SHORT TASK:
How many of the lines below contain the string "horizontal", counting case as significant? Reply with the number alone.

DATASET RECORDS:

◆ ◆ ◆ ◆

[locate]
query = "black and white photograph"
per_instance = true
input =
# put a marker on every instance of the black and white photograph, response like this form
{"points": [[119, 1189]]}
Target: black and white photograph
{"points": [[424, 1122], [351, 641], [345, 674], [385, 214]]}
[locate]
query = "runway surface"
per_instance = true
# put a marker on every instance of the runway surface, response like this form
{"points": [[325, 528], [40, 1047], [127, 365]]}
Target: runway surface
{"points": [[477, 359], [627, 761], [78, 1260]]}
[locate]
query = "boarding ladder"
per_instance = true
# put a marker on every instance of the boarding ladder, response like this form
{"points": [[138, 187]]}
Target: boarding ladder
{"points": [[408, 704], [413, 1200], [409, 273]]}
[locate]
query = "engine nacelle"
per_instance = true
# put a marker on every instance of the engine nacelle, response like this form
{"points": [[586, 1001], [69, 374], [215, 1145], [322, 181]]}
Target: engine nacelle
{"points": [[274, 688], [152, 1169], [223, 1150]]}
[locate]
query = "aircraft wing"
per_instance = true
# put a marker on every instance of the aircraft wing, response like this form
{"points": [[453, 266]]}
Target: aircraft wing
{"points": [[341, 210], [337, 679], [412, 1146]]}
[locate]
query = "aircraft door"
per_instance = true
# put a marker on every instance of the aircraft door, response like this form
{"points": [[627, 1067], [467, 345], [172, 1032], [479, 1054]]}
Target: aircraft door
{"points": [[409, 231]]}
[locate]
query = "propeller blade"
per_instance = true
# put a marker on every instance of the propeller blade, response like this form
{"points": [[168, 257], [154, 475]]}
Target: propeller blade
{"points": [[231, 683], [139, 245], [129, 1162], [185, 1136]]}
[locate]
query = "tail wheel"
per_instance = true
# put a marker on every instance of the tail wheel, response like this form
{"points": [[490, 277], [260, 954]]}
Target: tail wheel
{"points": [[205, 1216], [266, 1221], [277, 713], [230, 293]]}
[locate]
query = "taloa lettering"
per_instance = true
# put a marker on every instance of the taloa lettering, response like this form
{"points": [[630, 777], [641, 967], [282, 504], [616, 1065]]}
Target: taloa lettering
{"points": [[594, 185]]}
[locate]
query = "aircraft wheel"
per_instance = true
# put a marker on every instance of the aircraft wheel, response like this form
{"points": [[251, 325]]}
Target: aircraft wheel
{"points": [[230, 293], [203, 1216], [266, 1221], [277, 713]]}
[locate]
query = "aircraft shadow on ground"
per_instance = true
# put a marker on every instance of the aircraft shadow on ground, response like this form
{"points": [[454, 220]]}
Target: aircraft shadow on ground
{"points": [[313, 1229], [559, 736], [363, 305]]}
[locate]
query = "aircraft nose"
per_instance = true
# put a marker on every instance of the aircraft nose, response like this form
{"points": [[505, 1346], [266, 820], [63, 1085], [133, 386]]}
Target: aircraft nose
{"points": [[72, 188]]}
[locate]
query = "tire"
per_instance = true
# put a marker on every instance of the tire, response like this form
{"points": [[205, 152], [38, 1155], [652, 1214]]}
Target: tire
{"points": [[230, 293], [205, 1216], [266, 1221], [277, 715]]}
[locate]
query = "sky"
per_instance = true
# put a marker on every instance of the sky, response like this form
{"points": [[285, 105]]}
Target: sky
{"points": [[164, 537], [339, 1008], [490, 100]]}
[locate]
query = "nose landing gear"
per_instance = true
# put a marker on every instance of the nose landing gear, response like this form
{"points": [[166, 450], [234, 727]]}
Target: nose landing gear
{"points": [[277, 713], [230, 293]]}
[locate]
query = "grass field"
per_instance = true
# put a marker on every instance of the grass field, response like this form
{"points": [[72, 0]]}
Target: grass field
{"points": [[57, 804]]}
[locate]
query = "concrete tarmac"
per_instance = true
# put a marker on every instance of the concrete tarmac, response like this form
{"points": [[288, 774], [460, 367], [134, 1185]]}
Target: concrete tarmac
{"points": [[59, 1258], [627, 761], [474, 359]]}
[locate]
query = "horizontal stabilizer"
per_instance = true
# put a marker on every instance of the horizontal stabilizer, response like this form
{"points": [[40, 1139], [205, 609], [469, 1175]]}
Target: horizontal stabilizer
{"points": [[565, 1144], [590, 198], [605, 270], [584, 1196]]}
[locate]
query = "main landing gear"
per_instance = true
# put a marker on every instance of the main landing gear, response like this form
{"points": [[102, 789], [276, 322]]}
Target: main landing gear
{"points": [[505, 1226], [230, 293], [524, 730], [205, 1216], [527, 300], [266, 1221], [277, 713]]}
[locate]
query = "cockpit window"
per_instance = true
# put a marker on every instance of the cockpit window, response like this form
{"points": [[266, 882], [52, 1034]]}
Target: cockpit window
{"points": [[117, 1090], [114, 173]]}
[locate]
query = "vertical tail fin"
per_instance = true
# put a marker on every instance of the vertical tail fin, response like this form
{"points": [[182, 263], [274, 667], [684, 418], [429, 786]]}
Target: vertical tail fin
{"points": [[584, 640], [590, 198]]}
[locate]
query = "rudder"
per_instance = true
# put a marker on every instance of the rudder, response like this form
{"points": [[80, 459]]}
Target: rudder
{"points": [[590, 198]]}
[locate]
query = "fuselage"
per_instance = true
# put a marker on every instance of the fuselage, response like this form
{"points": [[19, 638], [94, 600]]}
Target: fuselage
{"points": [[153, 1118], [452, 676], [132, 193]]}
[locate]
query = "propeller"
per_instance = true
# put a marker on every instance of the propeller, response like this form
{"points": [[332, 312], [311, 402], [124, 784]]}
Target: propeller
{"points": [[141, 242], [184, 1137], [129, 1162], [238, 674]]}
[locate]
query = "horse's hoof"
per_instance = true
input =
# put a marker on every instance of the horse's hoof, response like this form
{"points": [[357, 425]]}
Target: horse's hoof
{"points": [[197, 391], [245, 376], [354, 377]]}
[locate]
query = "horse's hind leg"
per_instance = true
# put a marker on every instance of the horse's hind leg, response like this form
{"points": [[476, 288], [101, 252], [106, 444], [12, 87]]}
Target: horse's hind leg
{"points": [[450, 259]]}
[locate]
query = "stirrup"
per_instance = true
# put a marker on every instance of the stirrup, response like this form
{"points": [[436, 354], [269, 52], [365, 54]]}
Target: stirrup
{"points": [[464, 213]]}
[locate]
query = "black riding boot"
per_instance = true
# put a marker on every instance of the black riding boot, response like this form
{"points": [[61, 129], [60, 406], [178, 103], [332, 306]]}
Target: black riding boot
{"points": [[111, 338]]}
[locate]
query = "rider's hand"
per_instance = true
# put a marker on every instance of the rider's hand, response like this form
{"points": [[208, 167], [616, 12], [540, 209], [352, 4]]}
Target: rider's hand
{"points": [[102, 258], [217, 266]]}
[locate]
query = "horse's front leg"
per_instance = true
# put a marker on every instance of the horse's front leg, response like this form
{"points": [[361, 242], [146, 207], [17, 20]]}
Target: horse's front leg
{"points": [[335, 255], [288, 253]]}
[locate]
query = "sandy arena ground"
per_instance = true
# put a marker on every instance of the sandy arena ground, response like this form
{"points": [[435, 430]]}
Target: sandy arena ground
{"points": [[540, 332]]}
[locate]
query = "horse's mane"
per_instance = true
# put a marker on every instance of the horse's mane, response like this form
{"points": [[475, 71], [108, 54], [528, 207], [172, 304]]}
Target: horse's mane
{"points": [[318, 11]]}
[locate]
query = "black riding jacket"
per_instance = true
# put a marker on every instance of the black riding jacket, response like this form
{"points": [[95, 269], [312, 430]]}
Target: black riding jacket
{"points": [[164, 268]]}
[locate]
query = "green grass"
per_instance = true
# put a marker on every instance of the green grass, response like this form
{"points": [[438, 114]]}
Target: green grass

◆ ◆ ◆ ◆

WORKED SOLUTION:
3